● **Stated exercise**
Repeat word for word the stretch of the material from the line containing "Mark every instance of wispy" through the line containing "left=246, top=213, right=277, bottom=217", including both of those lines.

## BEGIN Provided data

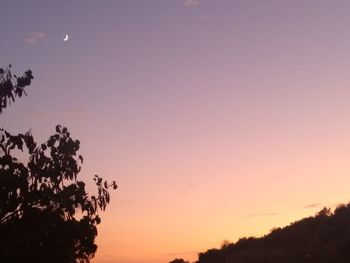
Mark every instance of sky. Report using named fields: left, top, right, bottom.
left=0, top=0, right=350, bottom=263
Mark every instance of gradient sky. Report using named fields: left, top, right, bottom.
left=0, top=0, right=350, bottom=263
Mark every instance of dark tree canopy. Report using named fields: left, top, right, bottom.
left=0, top=66, right=117, bottom=263
left=191, top=203, right=350, bottom=263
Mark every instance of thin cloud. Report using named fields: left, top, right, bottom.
left=184, top=0, right=200, bottom=6
left=303, top=203, right=320, bottom=209
left=246, top=213, right=277, bottom=218
left=165, top=251, right=198, bottom=257
left=24, top=32, right=46, bottom=45
left=64, top=106, right=84, bottom=114
left=193, top=14, right=208, bottom=22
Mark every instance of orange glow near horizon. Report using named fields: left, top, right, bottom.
left=0, top=0, right=350, bottom=263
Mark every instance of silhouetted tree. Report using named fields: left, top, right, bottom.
left=0, top=65, right=117, bottom=263
left=197, top=204, right=350, bottom=263
left=0, top=64, right=33, bottom=114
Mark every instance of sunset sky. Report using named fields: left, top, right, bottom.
left=0, top=0, right=350, bottom=263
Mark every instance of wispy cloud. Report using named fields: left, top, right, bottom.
left=184, top=0, right=200, bottom=6
left=165, top=251, right=198, bottom=257
left=24, top=32, right=46, bottom=44
left=303, top=203, right=320, bottom=208
left=193, top=14, right=208, bottom=22
left=246, top=213, right=277, bottom=217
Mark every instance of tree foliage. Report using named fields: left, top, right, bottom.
left=0, top=64, right=33, bottom=114
left=0, top=66, right=117, bottom=263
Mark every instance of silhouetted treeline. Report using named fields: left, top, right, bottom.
left=170, top=204, right=350, bottom=263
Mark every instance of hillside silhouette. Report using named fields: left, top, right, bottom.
left=173, top=204, right=350, bottom=263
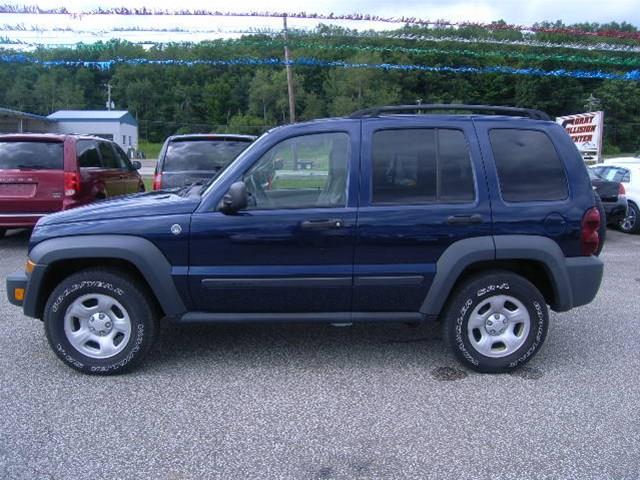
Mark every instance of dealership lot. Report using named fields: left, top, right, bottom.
left=0, top=230, right=640, bottom=479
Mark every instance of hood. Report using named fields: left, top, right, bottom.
left=38, top=190, right=200, bottom=226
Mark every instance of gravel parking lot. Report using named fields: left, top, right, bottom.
left=0, top=231, right=640, bottom=480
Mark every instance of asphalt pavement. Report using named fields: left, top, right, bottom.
left=0, top=231, right=640, bottom=480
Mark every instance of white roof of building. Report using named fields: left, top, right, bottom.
left=47, top=110, right=129, bottom=120
left=47, top=110, right=138, bottom=127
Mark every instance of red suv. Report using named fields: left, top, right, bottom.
left=0, top=134, right=144, bottom=236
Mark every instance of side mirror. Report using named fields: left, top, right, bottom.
left=218, top=182, right=249, bottom=215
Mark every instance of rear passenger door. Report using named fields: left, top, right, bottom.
left=98, top=142, right=124, bottom=197
left=353, top=117, right=491, bottom=312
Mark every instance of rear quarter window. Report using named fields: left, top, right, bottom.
left=489, top=129, right=569, bottom=202
left=76, top=140, right=101, bottom=168
left=0, top=142, right=64, bottom=170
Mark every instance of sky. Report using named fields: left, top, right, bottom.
left=2, top=0, right=640, bottom=25
left=0, top=0, right=640, bottom=46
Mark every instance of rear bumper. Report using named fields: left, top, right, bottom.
left=0, top=213, right=47, bottom=228
left=7, top=273, right=29, bottom=307
left=566, top=256, right=604, bottom=310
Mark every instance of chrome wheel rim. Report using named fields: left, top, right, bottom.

## END Provided data

● **Response to this exercise**
Mark every instance of wispy cloud. Report using named fields: left, top, right, bottom.
left=184, top=0, right=200, bottom=6
left=165, top=251, right=198, bottom=257
left=24, top=32, right=46, bottom=44
left=303, top=203, right=320, bottom=208
left=193, top=14, right=208, bottom=22
left=246, top=213, right=277, bottom=217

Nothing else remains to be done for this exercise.